Saved entries:

——————

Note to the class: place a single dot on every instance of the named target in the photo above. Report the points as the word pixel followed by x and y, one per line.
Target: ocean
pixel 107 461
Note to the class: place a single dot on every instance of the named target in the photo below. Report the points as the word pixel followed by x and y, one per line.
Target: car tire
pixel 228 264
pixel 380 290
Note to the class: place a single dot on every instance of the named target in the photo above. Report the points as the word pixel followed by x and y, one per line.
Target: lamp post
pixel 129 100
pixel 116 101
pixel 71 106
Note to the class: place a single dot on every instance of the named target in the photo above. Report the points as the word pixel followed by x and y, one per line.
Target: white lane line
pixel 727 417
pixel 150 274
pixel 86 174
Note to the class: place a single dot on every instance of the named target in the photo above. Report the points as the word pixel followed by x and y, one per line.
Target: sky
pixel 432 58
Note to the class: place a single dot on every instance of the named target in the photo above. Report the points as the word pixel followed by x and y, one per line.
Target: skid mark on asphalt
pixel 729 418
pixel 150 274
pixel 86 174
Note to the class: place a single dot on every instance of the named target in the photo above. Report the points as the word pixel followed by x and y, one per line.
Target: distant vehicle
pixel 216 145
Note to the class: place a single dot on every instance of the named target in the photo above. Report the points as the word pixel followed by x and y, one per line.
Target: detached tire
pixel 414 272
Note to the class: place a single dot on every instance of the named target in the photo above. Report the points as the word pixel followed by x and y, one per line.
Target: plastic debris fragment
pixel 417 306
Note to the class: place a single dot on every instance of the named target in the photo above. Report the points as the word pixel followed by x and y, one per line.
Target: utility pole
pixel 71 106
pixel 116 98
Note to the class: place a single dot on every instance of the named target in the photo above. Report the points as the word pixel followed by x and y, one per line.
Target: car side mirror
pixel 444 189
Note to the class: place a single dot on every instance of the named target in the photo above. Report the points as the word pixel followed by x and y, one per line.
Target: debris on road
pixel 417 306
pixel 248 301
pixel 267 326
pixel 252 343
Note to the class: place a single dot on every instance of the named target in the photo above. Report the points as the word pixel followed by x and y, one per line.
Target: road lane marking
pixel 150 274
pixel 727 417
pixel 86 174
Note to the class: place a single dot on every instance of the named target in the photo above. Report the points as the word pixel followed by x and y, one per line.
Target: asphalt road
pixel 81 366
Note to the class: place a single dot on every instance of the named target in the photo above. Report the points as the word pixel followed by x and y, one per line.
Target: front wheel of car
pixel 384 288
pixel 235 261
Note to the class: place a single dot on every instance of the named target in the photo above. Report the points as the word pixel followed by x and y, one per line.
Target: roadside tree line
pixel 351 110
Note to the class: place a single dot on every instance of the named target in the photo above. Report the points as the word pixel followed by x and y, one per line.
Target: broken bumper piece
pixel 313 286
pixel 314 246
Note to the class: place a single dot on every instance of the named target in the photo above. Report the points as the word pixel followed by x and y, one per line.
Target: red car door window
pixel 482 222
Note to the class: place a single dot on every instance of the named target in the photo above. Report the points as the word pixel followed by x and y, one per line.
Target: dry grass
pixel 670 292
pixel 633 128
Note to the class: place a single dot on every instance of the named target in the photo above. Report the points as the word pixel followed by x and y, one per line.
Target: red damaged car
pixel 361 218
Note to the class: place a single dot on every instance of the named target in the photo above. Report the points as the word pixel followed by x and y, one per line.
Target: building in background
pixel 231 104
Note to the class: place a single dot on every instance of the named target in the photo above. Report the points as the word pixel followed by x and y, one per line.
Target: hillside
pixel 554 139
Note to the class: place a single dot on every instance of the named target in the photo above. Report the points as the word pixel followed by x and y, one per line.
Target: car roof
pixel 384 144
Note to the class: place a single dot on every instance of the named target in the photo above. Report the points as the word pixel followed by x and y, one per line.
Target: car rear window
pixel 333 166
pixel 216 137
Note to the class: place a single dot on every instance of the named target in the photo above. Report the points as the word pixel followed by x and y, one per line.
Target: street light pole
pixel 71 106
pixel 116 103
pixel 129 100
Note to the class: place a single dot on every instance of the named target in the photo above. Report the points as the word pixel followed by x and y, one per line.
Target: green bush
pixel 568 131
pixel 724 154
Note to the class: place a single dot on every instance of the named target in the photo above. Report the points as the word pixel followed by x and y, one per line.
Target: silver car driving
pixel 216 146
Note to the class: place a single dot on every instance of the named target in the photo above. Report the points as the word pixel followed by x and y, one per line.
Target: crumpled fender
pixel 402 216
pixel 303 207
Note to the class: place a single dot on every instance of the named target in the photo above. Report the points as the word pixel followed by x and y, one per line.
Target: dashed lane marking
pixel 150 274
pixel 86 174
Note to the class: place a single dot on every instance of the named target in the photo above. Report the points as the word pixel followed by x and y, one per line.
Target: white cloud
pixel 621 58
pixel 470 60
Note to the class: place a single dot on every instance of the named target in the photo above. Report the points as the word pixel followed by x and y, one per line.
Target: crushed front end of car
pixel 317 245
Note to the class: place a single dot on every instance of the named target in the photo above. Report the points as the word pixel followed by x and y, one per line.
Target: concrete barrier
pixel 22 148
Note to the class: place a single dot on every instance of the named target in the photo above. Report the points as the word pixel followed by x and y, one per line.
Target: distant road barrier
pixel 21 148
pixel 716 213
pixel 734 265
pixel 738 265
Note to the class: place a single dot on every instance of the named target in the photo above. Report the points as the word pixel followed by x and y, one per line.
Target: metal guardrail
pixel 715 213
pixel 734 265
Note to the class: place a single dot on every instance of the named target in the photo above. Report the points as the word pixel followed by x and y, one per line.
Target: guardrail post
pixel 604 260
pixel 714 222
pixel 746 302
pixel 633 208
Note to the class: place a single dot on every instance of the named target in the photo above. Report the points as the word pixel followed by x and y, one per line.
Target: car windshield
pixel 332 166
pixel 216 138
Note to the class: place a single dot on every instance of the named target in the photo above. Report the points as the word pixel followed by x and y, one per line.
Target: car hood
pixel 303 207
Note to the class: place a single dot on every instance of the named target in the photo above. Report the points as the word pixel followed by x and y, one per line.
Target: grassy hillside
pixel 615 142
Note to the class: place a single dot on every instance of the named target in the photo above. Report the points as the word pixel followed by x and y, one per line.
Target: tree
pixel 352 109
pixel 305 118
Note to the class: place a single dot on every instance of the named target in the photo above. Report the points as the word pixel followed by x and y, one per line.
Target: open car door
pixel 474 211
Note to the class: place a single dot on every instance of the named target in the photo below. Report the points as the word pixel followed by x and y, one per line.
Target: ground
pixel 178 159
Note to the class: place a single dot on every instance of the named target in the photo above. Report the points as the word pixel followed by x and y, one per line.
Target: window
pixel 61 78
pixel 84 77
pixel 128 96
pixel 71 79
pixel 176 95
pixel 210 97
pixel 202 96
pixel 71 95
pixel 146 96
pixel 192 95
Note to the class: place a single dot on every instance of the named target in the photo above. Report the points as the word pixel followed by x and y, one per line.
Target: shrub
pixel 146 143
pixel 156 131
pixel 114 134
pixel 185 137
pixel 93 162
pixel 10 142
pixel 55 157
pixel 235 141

——————

### EXERCISE DETAILS
Set down the records above once more, exactly as given.

### OUTPUT BELOW
Note to the class: place a single dot on every instance of the named target in the photo above. Report the points as the word pixel followed by x and y, one per line.
Target: ocean
pixel 107 461
Note to the class: place a single dot on every instance of the named target in the photo below. Report the points as the word pixel followed by x and y, one per line.
Target: car tire
pixel 228 264
pixel 380 290
Note to the class: place a single dot on every instance of the named target in the photo above. Report the points as the word pixel followed by x and y, one per line.
Target: lamp post
pixel 129 100
pixel 116 101
pixel 71 106
Note to the class: place a single dot on every instance of the named target in the photo above. Report the points as the word pixel followed by x and y, one per line.
Target: white lane line
pixel 727 417
pixel 150 274
pixel 86 174
Note to the class: place a single dot on every instance of the named target in the photo above. Report the points as the word pixel followed by x and y, one per line.
Target: sky
pixel 432 58
Note to the class: place a single dot on every instance of the named target in the photo above. Report the points as the word pixel followed by x and y, one per line.
Target: skid mark on asphalt
pixel 729 418
pixel 150 274
pixel 86 174
Note to the class: place a single dot on every instance of the named target in the photo above. Report the points as the word pixel followed by x and y, one per line.
Target: distant vehicle
pixel 216 145
Note to the class: place a single dot on every instance of the named target in the photo above. Report the points as the word pixel followed by x and y, one per line.
Target: detached tire
pixel 414 272
Note to the class: place a single dot on every instance of the named target in the photo above. Report the points as the word pixel followed by x and y, one per line.
Target: plastic debris fragment
pixel 417 306
Note to the class: place a single dot on every instance of the named target in the photo above. Report the points as the word pixel followed by x and y, one per line.
Target: utility pole
pixel 71 106
pixel 116 98
Note to the class: place a single dot on every instance of the named target in the photo above. Report the points as the word pixel followed by x and y, one per line.
Target: car side mirror
pixel 444 189
Note to the class: place a single dot on every instance of the named target in the photo above. Report the points as the word pixel followed by x and y, one per line.
Target: debris on road
pixel 417 306
pixel 248 301
pixel 267 326
pixel 252 343
Note to the class: place a single dot on every instance of the named target in the photo above. Report the points as the word pixel followed by x and y, one per line.
Target: road lane marking
pixel 150 274
pixel 727 417
pixel 86 174
Note to the class: place a single dot on every instance of the named target in the photo above. Report the points as the word pixel followed by x and y, one per line.
Target: asphalt road
pixel 81 366
Note to the class: place a single dot on every instance of the named target in the photo above. Report the points as the word pixel followed by x and y, one per line.
Target: front wheel of car
pixel 384 288
pixel 235 261
Note to the class: place a single dot on every instance of the named target in the photo above. Report the points as the word pixel followed by x and y, one per line.
Target: roadside tree line
pixel 351 110
Note to the class: place a single dot on every instance of the named target in the photo above. Report the points as the word pixel followed by x and y, one per line.
Target: broken bumper piece
pixel 313 286
pixel 314 246
Note to the class: place a single dot on every instance of the named target in the photo above. Report the points as the word pixel followed by x and y, one per line.
Target: red car door window
pixel 482 222
Note to the class: place a single dot on every instance of the named target in the photo above. Report the points as the word pixel followed by x and y, one per line.
Target: dry grass
pixel 670 292
pixel 633 128
Note to the class: place a single dot on every instance of the named target in the photo above. Report the points as the word pixel followed by x and y, one per line.
Target: red damaged car
pixel 361 218
Note to the class: place a single dot on every instance of the named target in the photo above. Report the points as the word pixel followed by x and y, one per line.
Target: building in background
pixel 231 104
Note to the class: place a single dot on every instance of the named target in the photo above. Report the points as the word pixel followed by x and y, one per line.
Target: hillside
pixel 554 139
Note to the class: place a single dot on every instance of the named target in the photo above. Report the points as the word pixel followed by x and y, one per line.
Target: car roof
pixel 384 144
Note to the class: place a single dot on every instance of the named target in the photo above. Report the points as the word pixel followed by x and y, one per line.
Target: car rear window
pixel 333 166
pixel 216 137
Note to the class: place a single dot on every instance of the named target in the photo above. Report the points as the word pixel followed by x and y, one per line.
Target: street light pole
pixel 71 106
pixel 116 103
pixel 129 100
Note to the class: place a single dot on every instance of the named target in the photo above. Report the points as the word pixel followed by x and y, one per line.
Target: green bush
pixel 568 131
pixel 724 154
Note to the class: place a single dot on every instance of the named target in the photo above. Report the points as the word pixel followed by x and y, one per line.
Target: silver car driving
pixel 216 146
Note to the class: place a single dot on every instance of the named target in the photo above. Report the points as the word pixel followed by x and y, one per line.
Target: crumpled fender
pixel 402 216
pixel 303 207
Note to the class: place a single dot on every instance of the named target in the photo above. Report the points as the word pixel followed by x and y, one per line.
Target: dashed lane marking
pixel 150 274
pixel 86 174
Note to the class: place a single dot on every instance of the named target in the photo above. Report the points as the word pixel followed by x and y, one per line.
Target: white cloud
pixel 621 58
pixel 470 60
Note to the class: place a single dot on every instance of the named target in the photo above. Report the points as the word pixel followed by x and y, one per line.
Target: crushed front end of car
pixel 317 245
Note to the class: place a single dot on every instance of the named target in the photo above. Report the points as the word pixel followed by x and y, one per line.
Target: concrete barrier
pixel 22 148
Note to the class: place a single dot on every instance of the named target in the photo above. Report the points as the word pixel followed by x and y, one per line.
Target: distant road barrier
pixel 21 148
pixel 716 213
pixel 734 265
pixel 738 265
Note to the class: place a single dot on every instance of the named target in the photo above. Report the points as the word pixel followed by x and y, one per line.
Target: metal guardrail
pixel 715 213
pixel 734 265
Note to the class: place a single dot on every instance of the named target in the photo above. Report the points as the word pixel followed by x and y, one per line.
Target: guardrail post
pixel 604 260
pixel 714 222
pixel 746 302
pixel 633 208
Note to the class: place a single dot on every instance of the named target in the photo above. Report the points as the word pixel followed by x and y, one per line.
Target: car windshield
pixel 332 166
pixel 216 138
Note to the class: place a single dot on every instance of the named target in the photo above. Report the points as the word pixel followed by x and y, one per line.
Target: car hood
pixel 303 207
Note to the class: place a single dot on every instance of the named target in the photo above. Report the points as the word pixel followed by x and y, one per line.
Target: grassy hillside
pixel 615 142
Note to the class: place a single dot on every instance of the named target in the photo above. Report the points as the word pixel followed by x and y, one per line.
Target: tree
pixel 352 109
pixel 305 118
Note to the class: place a single dot on every instance of the named target in the photo above. Report the points as the word pixel followed by x and y, one per line.
Target: open car door
pixel 474 211
Note to the class: place a single dot on every instance of the named target in the photo below. Report the points as the word pixel followed by x and y, one per line.
Target: ground
pixel 178 159
Note to the class: place a single dot on every instance of the named target in the photo above. Report the points as the word pixel followed by x and y, one per line.
Target: window
pixel 61 78
pixel 84 77
pixel 128 96
pixel 71 79
pixel 176 95
pixel 210 97
pixel 202 96
pixel 71 95
pixel 146 96
pixel 192 95
Note to the class: place a single dot on every instance of the named target in the photo above. Report the points as the word pixel followed by x and y, one per line.
Target: shrub
pixel 146 143
pixel 156 131
pixel 114 134
pixel 185 137
pixel 93 162
pixel 10 142
pixel 55 157
pixel 235 141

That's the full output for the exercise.